_Directive_. From the lane-type table in the hardware notes below, list every lane type whose Notes entry says "CVT only".

━━ Document segment ━━

Legacy RegisterBlock¶
src/main/scala/sram/register.scala contains the original flat RegisterBlock
(multi-bank, single width). It is still used by standalone MMALU and SA tests
(MMALUSpec, RegisterSpec, etc.) but is not used by NCoreBackend.
RegisterBlock w_addr quirk
RegisterBlock.io.w_addr is declared as Vec(rd_banks, ...) instead of
Vec(wr_banks, ...) — a pre-existing naming inconsistency. When using this module
in test harnesses, all rd_banks entries of w_addr must be explicitly driven
(even unused write address slots) to avoid firtool "uninitialized sink" errors.
See SimpleBackend.scala for the workaround pattern.
Implemented vs Planned¶
| Lane type | VX | VE | VR | Notes |
|---|---|---|---|---|
| INT8 (S8) | ✓ | — | — | Primary VALU dtype |
| INT16 (S16) | — | ✓ | — | ARITH, LOGIC ops |
| INT32 (S32) | — | — | ✓ | MMALU accumulator; ARITH, CVT |
| FP32 | — | — | ✓ | Tier-2 IEEE754 subset |
| BF16 | — | ✓ | — | CVT only (truncation/padding) |
| BF8 E4M3 | ✓ | — | — | CVT only |
| BF8 E5M2 | ✓ | — | — | CVT only (funct7[6]=1) |
| UINT8 (U8) | — | — | — | Planned |
| FP16 | — | — | — | Planned |

━━━
━━ Listed entries ━━

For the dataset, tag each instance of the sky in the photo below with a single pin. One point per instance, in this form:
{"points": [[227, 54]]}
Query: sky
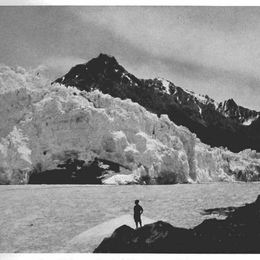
{"points": [[210, 50]]}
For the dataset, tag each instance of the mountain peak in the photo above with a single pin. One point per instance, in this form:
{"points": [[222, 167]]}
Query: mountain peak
{"points": [[231, 102], [106, 58]]}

━━━

_Result_.
- BF16
- BF8 E4M3
- BF8 E5M2